━━━━━ Fragmento extraído

Así, desde cualquier punto del globo terrestre, tendremos un límite visible al mirar hacia el espacio, un límite que en términos de distancia alcanza esos 14 mil millones de años luz. Pero siempre será el mismo, observemos desde España o desde las Islas Seychelles. Esta distancia define el radio del universo observable, que por extensión supone un horizonte observable que encierra la porción del cosmos que somos capaces de apreciar.
Hasta aquí tenemos frente a nosotros el borde del universo observable, situado a unos 14 mil millones de años luz apuntando en todas direcciones. Sin embargo, no podemos ignorar el hecho de que estamos mirando constantemente hacia el pasado, pues los fotones ancestrales que nos llegan provienen desde casi el principio de los tiempos. Quizá este borde no satisfaga al lector, al fin y al cabo, ¿podemos sentirnos aún contenidos en la piel del bebé que fuimos?
Para no perder la cordura, parece razonable retomar nuestro experimento mental y volver a surcar el espacio en nuestra intrépida expedición. Comprobaremos, una vez en marcha, que nuestro reloj de bolsillo no dejará de hacer <tic tac>: la flecha del tiempo siempre apunta hacia adelante. De este modo escaparemos del sistema solar, atravesaremos otros sistemas planetarios, también los confines de nuestra galaxia y los cúmulos globulares que la orbitan. Y todos estos objetos continuarán envejeciendo a nuestro alrededor, cada uno a su propio ritmo, con el devenir de un <tic tac> diferente –pero esto ya es otra historia–. ¿Nos encontraremos, entonces, con algún tope si viajamos a través del espacio indefinidamente?
Para tropezar con esa frontera debemos superar la velocidad de la luz y así poder abarcar una visión más allá del universo observable, porque precisamente esa es nuestra limitación: no podemos acceder a las partes del universo cuya distancia es tan prolongada que la luz no ha tenido tiempo suficiente para llegar hasta nosotros. Dadas tales complicaciones, no habrá más remedio que abortar nuestra misión por cuestiones técnicas. No obstante, al margen de esa restricción física, ¿quién nos impide tratar de deducirlo de manera teórica? Al menos –de momento– se pueden garabatear algunas soluciones interesantes sobre el papel e imaginarlas de forma conceptual en nuestras mentes.
Pensemos entonces, en la recta final de este ejercicio abstracto, en la geometría global del universo, que abarca tanto el fragmento observable así como todo lo demás.
Tratamos de dibujar el espacio métrico que ocupa el cosmos, la forma de su recipiente. Es aquí cuando debemos hacer el mayor esfuerzo y empujar nuestras mentes hacia el cambio de paradigma que supuso la relatividad general. Porque ya no podemos considerar al universo como un ente estático que podamos medir. Porque el tiempo transcurre. Y lo hace de forma distinta en las diversas partes. La cuestión, por tanto, no solo concierne al cómo es, sino también al cuándo lo ha sido, y por ello nuestro empeño por congelarlo para poder sacar la escuadra y el cartabón no es más que pura testarudez. Obstinación. Resistencia a entender que el tiempo fluye a distintas velocidades y que la sustancia espaciotemporal es solo una. No hay tiempo sin el espacio que le corresponde, ni espacio para el que no le es propio un tiempo.

━━━━━━━━━━

_Tarea asignada 1_
Responde a estas preguntas sobre el fragmento acerca del universo observable:
(a) ¿A qué distancia se sitúa el borde del universo observable?
(b) ¿Qué habría que superar para abarcar una visión más allá del universo observable?
(c) ¿Qué teoría supuso el cambio de paradigma mencionado?

━━━━━ Registros de datos

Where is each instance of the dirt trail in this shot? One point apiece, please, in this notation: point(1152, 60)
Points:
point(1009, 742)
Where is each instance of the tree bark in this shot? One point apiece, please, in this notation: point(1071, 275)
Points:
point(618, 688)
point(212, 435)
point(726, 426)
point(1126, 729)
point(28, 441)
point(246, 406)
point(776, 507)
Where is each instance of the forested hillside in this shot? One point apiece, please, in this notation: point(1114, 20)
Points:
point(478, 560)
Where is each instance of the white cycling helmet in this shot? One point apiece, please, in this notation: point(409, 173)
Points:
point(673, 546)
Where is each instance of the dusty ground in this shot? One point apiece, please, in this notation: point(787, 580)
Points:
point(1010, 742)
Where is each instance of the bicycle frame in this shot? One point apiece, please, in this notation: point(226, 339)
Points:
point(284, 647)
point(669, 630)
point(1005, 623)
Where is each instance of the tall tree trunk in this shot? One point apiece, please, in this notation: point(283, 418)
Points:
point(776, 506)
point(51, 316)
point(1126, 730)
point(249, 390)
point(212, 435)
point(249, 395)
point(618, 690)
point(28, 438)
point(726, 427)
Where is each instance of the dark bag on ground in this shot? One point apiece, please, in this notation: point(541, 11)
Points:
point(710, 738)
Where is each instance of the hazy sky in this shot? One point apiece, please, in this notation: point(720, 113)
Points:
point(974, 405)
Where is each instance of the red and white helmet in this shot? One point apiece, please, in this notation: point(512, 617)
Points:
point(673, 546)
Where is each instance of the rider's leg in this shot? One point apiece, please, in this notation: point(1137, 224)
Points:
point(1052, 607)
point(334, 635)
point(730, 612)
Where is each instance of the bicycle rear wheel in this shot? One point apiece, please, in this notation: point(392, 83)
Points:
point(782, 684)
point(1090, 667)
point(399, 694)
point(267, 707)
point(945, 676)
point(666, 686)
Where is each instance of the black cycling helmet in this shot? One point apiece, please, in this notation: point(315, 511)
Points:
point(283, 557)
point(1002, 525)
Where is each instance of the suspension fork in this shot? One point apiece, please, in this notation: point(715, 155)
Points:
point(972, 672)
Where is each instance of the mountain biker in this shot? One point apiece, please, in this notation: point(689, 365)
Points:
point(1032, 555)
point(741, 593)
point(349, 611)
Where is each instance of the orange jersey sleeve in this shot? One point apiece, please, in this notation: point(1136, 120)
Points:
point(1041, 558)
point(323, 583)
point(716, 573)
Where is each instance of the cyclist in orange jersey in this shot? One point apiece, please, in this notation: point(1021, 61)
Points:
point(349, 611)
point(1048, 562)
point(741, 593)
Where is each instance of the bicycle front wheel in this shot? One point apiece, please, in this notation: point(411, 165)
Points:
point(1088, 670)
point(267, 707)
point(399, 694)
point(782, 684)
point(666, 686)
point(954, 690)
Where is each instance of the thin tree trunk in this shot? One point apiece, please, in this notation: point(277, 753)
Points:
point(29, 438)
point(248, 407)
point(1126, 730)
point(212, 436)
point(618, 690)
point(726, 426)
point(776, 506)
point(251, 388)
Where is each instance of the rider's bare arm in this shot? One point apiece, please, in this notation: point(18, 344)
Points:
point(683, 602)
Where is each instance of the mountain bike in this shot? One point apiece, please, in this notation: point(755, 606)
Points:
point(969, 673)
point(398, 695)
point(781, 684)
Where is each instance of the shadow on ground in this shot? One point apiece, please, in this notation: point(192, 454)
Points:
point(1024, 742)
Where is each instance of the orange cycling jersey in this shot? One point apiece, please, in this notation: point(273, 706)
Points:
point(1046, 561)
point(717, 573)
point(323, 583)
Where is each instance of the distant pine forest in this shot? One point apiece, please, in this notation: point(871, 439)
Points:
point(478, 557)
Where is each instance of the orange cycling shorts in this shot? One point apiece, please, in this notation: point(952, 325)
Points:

━━━━━━━━━━

_Tarea asignada 2_
Transcribe literalmente las líneas de los registros desde la que contiene "Where is each instance of the bicycle front" hasta la que contiene "point(251, 388)", incluidas ambas.

_Resultado 1_
(a) A unos 14 mil millones de años luz, en todas direcciones.
(b) La velocidad de la luz.
(c) La relatividad general.

_Resultado 2_
Where is each instance of the bicycle front wheel in this shot? One point apiece, please, in this notation: point(411, 165)
Points:
point(1088, 670)
point(267, 707)
point(399, 694)
point(782, 684)
point(666, 686)
point(954, 690)
Where is each instance of the thin tree trunk in this shot? One point apiece, please, in this notation: point(277, 753)
Points:
point(29, 438)
point(248, 407)
point(1126, 730)
point(212, 436)
point(618, 690)
point(726, 426)
point(776, 506)
point(251, 388)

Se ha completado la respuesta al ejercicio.